• WHAT THE EXERCISE ASKS
Reproduce every line of the entries that follow, without altering a single character.

____________

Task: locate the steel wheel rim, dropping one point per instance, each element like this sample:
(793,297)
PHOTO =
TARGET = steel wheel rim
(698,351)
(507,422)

____________

• RESULT OF THIS EXERCISE
Task: locate the steel wheel rim, dropping one point per instance, each element like this sample:
(793,297)
PHOTO =
TARGET = steel wheel rim
(698,351)
(507,422)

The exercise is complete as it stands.